Dataset records START
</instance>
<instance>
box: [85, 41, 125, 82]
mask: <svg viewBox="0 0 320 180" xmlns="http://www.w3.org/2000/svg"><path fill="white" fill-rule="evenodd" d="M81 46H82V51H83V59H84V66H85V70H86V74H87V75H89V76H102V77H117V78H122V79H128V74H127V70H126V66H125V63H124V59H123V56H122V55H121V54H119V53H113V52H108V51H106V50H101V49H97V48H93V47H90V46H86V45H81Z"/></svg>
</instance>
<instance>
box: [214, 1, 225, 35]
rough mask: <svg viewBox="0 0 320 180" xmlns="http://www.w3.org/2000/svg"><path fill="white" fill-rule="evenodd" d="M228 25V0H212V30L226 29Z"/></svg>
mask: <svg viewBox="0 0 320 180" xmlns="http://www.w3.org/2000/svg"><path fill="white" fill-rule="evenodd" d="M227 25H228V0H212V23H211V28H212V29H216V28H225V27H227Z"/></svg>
Dataset records END
Required work:
Reproduce the rows above, substituting "coarse mask" for every occurrence of "rough mask" and leaving everything else unchanged.

Answer to this task:
</instance>
<instance>
box: [85, 41, 125, 82]
mask: <svg viewBox="0 0 320 180" xmlns="http://www.w3.org/2000/svg"><path fill="white" fill-rule="evenodd" d="M81 46H82V51H83V59H84V66H85V70H86V74H87V75H89V76H102V77H117V78H122V79H128V74H127V70H126V66H125V63H124V59H123V56H122V55H121V54H119V53H113V52H108V51H106V50H101V49H97V48H93V47H90V46H86V45H81Z"/></svg>
</instance>
<instance>
box: [214, 1, 225, 35]
coarse mask: <svg viewBox="0 0 320 180" xmlns="http://www.w3.org/2000/svg"><path fill="white" fill-rule="evenodd" d="M228 25V0H212V30L226 29Z"/></svg>
mask: <svg viewBox="0 0 320 180" xmlns="http://www.w3.org/2000/svg"><path fill="white" fill-rule="evenodd" d="M227 25H228V0H212V23H211V28H212V29H216V28H225V27H227Z"/></svg>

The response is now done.